_Consegna 1:_
Estrai dai record ogni riga in cui compare la parola "leaves".

_Brano:_
===============
2. Per l’annullamento della sentenza impugnata ricorre, a mezzo del proprio difensore, (OMISSIS), affidando le doglianze ad un unico motivo con il quale deduce violazione dell’articolo 606 c.p.p., comma 1, lettera b), in relazione al Decreto Legislativo 10 marzo 2000, n. 74, articolo 10 ter, e articolo 2 c.p., per violazione del principio di irretroattivita’ della norma penale e violazione del principio della responsabilita’ personale dell’imputato.
Sostiene il ricorrente che il reato che gli e’ contestato e’ stato introdotto dal Decreto Legge 4 luglio 2006, n. 223, articolo 35, comma 7, convertito con modificazioni in Legge 4 agosto 2006, n. 248, che ha aggiunto al Decreto Legislativo 10 marzo 2000, n. 74, l’articolo 10 ter.
===============
_Consegna 2:_
Nel brano, da quale provvedimento il ricorrente sostiene che sia stato introdotto il reato contestatogli?

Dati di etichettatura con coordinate
===============
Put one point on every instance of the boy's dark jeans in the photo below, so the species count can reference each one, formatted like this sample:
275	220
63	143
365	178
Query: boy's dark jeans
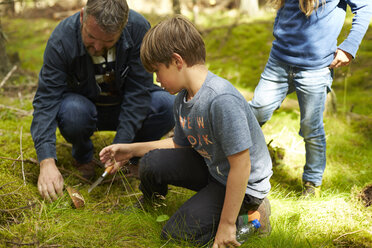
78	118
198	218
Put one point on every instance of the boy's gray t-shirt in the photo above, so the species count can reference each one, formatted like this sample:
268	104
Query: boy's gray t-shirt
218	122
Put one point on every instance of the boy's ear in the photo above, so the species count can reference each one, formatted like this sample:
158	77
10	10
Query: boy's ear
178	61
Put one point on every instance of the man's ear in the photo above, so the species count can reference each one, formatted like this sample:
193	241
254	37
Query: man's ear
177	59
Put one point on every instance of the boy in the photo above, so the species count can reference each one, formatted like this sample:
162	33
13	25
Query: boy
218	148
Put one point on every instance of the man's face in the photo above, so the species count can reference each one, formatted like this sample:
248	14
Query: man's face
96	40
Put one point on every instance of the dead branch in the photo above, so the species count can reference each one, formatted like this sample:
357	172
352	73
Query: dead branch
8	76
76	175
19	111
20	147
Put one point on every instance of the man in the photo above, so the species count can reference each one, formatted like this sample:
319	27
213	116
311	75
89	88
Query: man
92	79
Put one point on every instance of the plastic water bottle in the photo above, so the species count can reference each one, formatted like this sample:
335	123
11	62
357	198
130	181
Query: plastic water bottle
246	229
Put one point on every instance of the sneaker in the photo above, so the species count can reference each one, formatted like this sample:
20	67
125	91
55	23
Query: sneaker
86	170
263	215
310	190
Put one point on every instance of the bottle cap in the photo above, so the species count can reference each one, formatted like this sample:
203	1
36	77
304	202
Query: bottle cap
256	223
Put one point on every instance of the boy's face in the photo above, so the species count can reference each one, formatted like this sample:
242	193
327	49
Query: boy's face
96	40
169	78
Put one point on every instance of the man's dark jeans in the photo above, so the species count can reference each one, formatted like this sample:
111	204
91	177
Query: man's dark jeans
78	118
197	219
===============
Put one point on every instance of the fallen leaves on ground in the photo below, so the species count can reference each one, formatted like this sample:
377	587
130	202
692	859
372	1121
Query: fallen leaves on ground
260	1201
===============
_Soluzione svolta 1:_
Put one point on every instance of the fallen leaves on ground in the photo below, so the species count can reference each one, formatted like this sample:
Query: fallen leaves on ground

_Soluzione svolta 2:_
Dal Decreto Legge 4 luglio 2006, n. 223, articolo 35, comma 7, convertito con modificazioni in Legge 4 agosto 2006, n. 248.